---------- Document text ----------

The realisation of multidisciplinary academia finds expression across a range of policy initiatives today, but there exist avenues for dismantling arbitrary boundaries even further. A key question is the apparent dilemma of integrating the components of teaching and research. While the implicit prioritisation of undergraduate education has begun to recently change, the expectation of professors to excel in both teaching and research duties has remained. This creates a need for recruiting academic staff who have a mastery over substantial elements of the undergraduate curricula of individual departments, besides expertise in particular areas of basic and applied research.

This creates two prominent issues. First, there is a dearth of high-calibre research professionals in India in several fields of strategic interest. Additionally, there is the question of placing faculty for interdisciplinary initiatives, where the focus of research might span multiple ‘departments’, and the backgrounds of potential faculty may not match undergraduate teaching requirements in most of them.

One may therefore ask whether it is time for Indian academia to move beyond the expectation of delivering coursework from early-career academics and encourage research groups where teaching loads are minimal in the interest of boosting research output. A corollary of these issues is the challenge that cross-domain experts face in meeting pre-set eligibility criteria in several calls for recruitment and funding that seek a primary degree in particular subjects. At the risk of courting controversy, I want to state that it is important to acknowledge that imparting knowledge and creating knowledge may not always be two sides of the same coin. Individuals might have a marked preference for one of the two. Therefore, a key step going forward may be to consider the development of a research professoriate that is not encumbered by course administration responsibilities.

---------- Source data ----------

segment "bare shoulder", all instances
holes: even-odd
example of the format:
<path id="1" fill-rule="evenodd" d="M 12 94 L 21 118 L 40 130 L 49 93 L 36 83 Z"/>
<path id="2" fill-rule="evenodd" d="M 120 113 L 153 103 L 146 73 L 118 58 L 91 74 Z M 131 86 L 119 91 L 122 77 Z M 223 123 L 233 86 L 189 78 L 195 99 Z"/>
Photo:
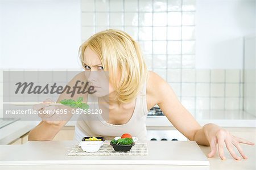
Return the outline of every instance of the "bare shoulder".
<path id="1" fill-rule="evenodd" d="M 169 84 L 156 73 L 148 71 L 146 94 L 148 108 L 151 108 L 160 103 L 162 91 L 167 90 Z"/>

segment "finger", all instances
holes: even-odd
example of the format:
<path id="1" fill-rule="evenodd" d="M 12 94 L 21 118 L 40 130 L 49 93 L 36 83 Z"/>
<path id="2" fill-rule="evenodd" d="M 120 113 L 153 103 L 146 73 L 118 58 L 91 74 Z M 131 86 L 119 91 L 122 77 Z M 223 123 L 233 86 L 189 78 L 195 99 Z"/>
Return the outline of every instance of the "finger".
<path id="1" fill-rule="evenodd" d="M 251 142 L 249 141 L 247 141 L 247 140 L 245 140 L 245 139 L 244 139 L 243 138 L 238 138 L 238 137 L 235 137 L 235 136 L 233 136 L 233 137 L 234 137 L 236 138 L 236 141 L 237 142 L 238 142 L 239 143 L 244 143 L 244 144 L 250 144 L 250 145 L 254 145 L 254 143 Z"/>
<path id="2" fill-rule="evenodd" d="M 224 156 L 224 139 L 222 137 L 219 137 L 218 139 L 218 155 L 222 160 L 226 160 L 226 157 Z"/>
<path id="3" fill-rule="evenodd" d="M 208 157 L 213 156 L 216 153 L 217 148 L 216 148 L 216 139 L 213 138 L 210 141 L 210 152 L 207 155 Z"/>
<path id="4" fill-rule="evenodd" d="M 48 98 L 46 100 L 44 100 L 43 103 L 39 103 L 34 105 L 33 109 L 36 110 L 40 110 L 43 108 L 49 106 L 49 104 L 52 102 L 52 101 L 51 100 L 51 99 Z"/>
<path id="5" fill-rule="evenodd" d="M 241 160 L 241 157 L 237 155 L 233 148 L 232 143 L 230 141 L 226 141 L 226 146 L 228 150 L 230 153 L 231 156 L 236 160 Z"/>
<path id="6" fill-rule="evenodd" d="M 52 103 L 52 102 L 53 102 L 53 101 L 52 101 L 52 99 L 51 99 L 50 98 L 47 98 L 43 103 Z"/>
<path id="7" fill-rule="evenodd" d="M 44 107 L 39 111 L 39 116 L 42 118 L 49 118 L 55 114 L 56 108 L 57 107 L 54 105 Z"/>
<path id="8" fill-rule="evenodd" d="M 233 144 L 237 148 L 237 150 L 238 150 L 239 153 L 240 153 L 241 155 L 242 155 L 242 156 L 243 158 L 243 159 L 246 159 L 247 158 L 247 157 L 246 156 L 246 155 L 245 155 L 245 153 L 243 152 L 243 150 L 241 147 L 240 144 L 239 144 L 239 143 L 236 142 L 236 141 L 234 141 L 233 142 Z"/>

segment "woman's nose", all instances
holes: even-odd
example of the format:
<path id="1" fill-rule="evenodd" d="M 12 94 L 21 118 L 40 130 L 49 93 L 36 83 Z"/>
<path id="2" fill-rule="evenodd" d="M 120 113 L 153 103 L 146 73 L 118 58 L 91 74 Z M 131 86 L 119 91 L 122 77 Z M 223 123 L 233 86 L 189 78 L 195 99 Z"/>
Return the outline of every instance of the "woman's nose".
<path id="1" fill-rule="evenodd" d="M 89 73 L 88 81 L 89 82 L 95 82 L 98 79 L 98 71 L 91 71 Z"/>

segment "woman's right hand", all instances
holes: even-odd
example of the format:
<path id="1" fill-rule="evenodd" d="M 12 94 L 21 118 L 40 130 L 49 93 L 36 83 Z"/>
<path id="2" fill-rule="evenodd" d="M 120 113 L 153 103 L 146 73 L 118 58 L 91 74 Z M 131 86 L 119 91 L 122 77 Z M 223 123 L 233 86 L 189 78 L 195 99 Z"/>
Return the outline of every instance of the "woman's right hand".
<path id="1" fill-rule="evenodd" d="M 54 101 L 51 99 L 47 99 L 43 103 L 34 105 L 33 109 L 41 112 L 41 113 L 39 112 L 38 116 L 41 117 L 42 121 L 50 125 L 58 125 L 63 121 L 60 120 L 60 115 L 56 113 L 56 110 L 59 109 L 58 107 L 55 105 L 50 105 L 51 103 Z M 43 113 L 43 112 L 44 113 Z"/>

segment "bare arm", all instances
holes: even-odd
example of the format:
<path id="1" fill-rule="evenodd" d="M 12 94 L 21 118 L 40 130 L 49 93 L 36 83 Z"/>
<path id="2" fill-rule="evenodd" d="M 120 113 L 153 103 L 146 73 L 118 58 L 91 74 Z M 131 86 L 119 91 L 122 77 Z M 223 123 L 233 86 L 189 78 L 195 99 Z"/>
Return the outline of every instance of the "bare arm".
<path id="1" fill-rule="evenodd" d="M 68 83 L 68 86 L 72 87 L 76 83 L 77 80 L 85 82 L 85 77 L 83 73 L 77 74 Z M 80 95 L 79 97 L 81 96 Z M 83 102 L 87 102 L 87 94 L 83 95 L 84 100 Z M 73 97 L 71 96 L 71 95 L 67 94 L 65 92 L 61 94 L 59 97 L 57 103 L 59 103 L 60 101 L 63 99 L 72 99 L 76 100 L 78 98 L 78 95 L 75 94 Z M 65 115 L 65 118 L 63 118 L 61 120 L 57 121 L 57 124 L 49 124 L 46 121 L 42 121 L 38 126 L 32 129 L 28 133 L 28 141 L 52 141 L 57 133 L 60 130 L 60 129 L 68 122 L 71 118 L 72 115 L 71 110 L 75 109 L 66 106 L 58 106 L 57 109 L 67 109 L 68 113 Z"/>
<path id="2" fill-rule="evenodd" d="M 233 158 L 241 160 L 233 150 L 234 146 L 243 159 L 247 156 L 243 152 L 240 143 L 254 145 L 253 142 L 232 135 L 229 131 L 213 124 L 208 124 L 203 128 L 191 114 L 182 105 L 174 94 L 171 86 L 162 78 L 154 73 L 155 80 L 153 96 L 157 104 L 174 126 L 190 141 L 195 141 L 198 144 L 210 146 L 211 151 L 209 157 L 213 156 L 218 151 L 218 155 L 225 160 L 224 147 L 227 149 Z"/>

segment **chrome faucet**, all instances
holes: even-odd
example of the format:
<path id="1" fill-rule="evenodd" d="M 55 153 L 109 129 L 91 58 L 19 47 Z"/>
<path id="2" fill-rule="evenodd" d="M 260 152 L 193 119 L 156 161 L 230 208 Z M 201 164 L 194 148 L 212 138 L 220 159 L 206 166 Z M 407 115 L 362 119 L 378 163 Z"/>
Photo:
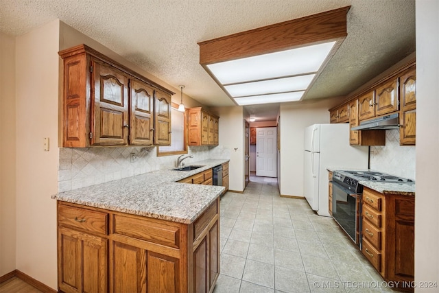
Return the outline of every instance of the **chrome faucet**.
<path id="1" fill-rule="evenodd" d="M 182 154 L 181 156 L 178 156 L 178 158 L 177 158 L 177 167 L 181 167 L 181 163 L 183 161 L 183 160 L 187 159 L 187 158 L 193 158 L 193 156 L 191 154 L 188 155 L 187 156 L 185 156 L 184 158 L 182 158 L 182 156 L 185 156 L 184 154 Z"/>

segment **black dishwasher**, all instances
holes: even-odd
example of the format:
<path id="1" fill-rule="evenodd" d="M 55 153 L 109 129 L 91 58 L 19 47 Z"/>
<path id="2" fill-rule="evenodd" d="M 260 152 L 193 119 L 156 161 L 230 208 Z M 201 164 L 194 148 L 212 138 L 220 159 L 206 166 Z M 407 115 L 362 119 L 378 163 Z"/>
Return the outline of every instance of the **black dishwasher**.
<path id="1" fill-rule="evenodd" d="M 212 185 L 222 186 L 222 165 L 212 168 Z"/>

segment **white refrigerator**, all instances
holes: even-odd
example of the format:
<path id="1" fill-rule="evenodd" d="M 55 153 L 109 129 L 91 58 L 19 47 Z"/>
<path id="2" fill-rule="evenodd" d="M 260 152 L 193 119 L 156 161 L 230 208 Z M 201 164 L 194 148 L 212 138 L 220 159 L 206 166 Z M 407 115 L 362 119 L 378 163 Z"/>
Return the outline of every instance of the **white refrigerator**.
<path id="1" fill-rule="evenodd" d="M 320 215 L 329 217 L 328 171 L 367 169 L 368 146 L 349 145 L 349 124 L 314 124 L 305 130 L 304 196 Z"/>

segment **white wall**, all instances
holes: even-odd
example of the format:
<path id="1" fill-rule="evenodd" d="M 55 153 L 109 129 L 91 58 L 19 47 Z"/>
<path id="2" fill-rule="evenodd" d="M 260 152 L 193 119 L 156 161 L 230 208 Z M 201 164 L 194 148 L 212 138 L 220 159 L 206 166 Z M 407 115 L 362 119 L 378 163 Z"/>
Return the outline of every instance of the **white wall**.
<path id="1" fill-rule="evenodd" d="M 329 123 L 328 109 L 341 102 L 329 99 L 302 105 L 281 105 L 281 195 L 303 196 L 305 128 L 314 124 Z"/>
<path id="2" fill-rule="evenodd" d="M 16 268 L 57 288 L 59 21 L 16 38 Z M 50 150 L 43 150 L 49 137 Z"/>
<path id="3" fill-rule="evenodd" d="M 370 147 L 370 169 L 414 179 L 416 147 L 401 146 L 399 140 L 399 130 L 385 130 L 385 145 Z"/>
<path id="4" fill-rule="evenodd" d="M 243 108 L 215 108 L 220 116 L 220 142 L 224 152 L 230 153 L 229 189 L 244 190 L 245 121 Z M 236 149 L 236 150 L 235 150 Z"/>
<path id="5" fill-rule="evenodd" d="M 415 281 L 439 283 L 439 1 L 416 0 L 416 10 Z"/>
<path id="6" fill-rule="evenodd" d="M 16 268 L 15 38 L 0 33 L 0 276 Z"/>

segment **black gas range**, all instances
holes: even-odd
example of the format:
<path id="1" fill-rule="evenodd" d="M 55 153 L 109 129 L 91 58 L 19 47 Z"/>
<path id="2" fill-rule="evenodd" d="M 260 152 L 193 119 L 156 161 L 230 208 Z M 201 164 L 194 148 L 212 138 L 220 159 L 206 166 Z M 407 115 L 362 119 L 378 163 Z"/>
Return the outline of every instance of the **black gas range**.
<path id="1" fill-rule="evenodd" d="M 398 177 L 377 171 L 336 170 L 333 172 L 333 180 L 355 194 L 361 194 L 363 191 L 363 185 L 358 184 L 359 181 L 375 181 L 388 183 L 414 183 L 414 181 L 411 179 Z"/>

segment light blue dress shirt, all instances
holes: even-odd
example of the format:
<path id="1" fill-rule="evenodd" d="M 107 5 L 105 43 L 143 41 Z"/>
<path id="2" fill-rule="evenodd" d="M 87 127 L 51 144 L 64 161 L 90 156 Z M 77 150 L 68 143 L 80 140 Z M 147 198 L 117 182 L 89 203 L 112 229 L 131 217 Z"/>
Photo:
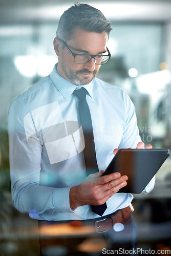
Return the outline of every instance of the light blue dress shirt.
<path id="1" fill-rule="evenodd" d="M 86 177 L 84 139 L 77 112 L 78 88 L 61 77 L 56 65 L 49 76 L 17 97 L 9 111 L 10 164 L 14 205 L 31 218 L 46 220 L 99 217 L 90 205 L 70 207 L 71 187 Z M 78 89 L 79 89 L 78 87 Z M 83 86 L 92 116 L 97 161 L 105 170 L 115 148 L 135 148 L 140 138 L 134 106 L 122 90 L 95 78 Z M 149 191 L 154 181 L 146 188 Z M 129 194 L 107 201 L 103 216 L 129 205 Z"/>

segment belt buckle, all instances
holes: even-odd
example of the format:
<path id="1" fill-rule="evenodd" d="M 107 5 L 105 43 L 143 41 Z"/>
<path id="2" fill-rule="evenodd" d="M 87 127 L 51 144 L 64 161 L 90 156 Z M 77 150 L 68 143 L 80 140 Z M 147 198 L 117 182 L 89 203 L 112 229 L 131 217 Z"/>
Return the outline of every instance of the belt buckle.
<path id="1" fill-rule="evenodd" d="M 100 220 L 99 221 L 96 221 L 95 222 L 95 230 L 96 233 L 103 233 L 104 232 L 106 232 L 108 230 L 104 231 L 99 231 L 98 228 L 100 227 L 100 226 L 99 226 L 99 222 L 101 222 L 102 221 L 105 221 L 106 218 L 103 219 L 103 220 Z"/>

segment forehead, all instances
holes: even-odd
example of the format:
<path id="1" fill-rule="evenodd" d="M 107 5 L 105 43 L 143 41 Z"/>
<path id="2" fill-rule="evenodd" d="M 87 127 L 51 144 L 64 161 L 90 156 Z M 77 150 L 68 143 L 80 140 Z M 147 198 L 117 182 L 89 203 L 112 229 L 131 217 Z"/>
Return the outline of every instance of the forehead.
<path id="1" fill-rule="evenodd" d="M 96 54 L 106 50 L 108 39 L 106 32 L 100 34 L 77 29 L 74 30 L 72 38 L 67 42 L 75 50 L 82 49 Z"/>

----------

- Actions to take:
[1] From the passage on teaching and research in Indian academia, list the two issues it describes as prominent and the challenge it calls a corollary of them.
[2] Carry on the passage on teaching and research in Indian academia from its final sentence.

- Response list:
[1]
- A dearth of high-calibre research professionals in India in several fields of strategic interest
- The question of placing faculty for interdisciplinary initiatives, where research may span multiple departments and faculty backgrounds may not match undergraduate teaching requirements in most of them
- The challenge cross-domain experts face in meeting pre-set eligibility criteria in recruitment and funding calls that seek a primary degree in particular subjects

[2]
Today, policy frameworks are shaping up to significantly boost indigenous innovation capacities. It is time to accelerate the transition even further with bolder steps towards a cross-functional ecosystem. The early steps of building centres that aggregated elements from the sciences and engineering in the nineties were as liberating for the Indian ecosystem as the first upright steps of our hominid ancestors aeons ago, and it is now a fitting moment to herald a Cambrian explosion of cross-disciplinarity in the interest of a resilient evolution of the Indian technology R&D narrative.

Dr Arijit Patra is an engineer-turned healthcare professional, having graduated as a Mechanical and Aerospace Engineer from IIT Kharagpur and following up with a Doctor of Philosophy in Artificial Intelligence for medical imaging from the University of Oxford where he studied as a Rhodes Scholar. He is a scientist in the pharmaceutical industry. Views are personal.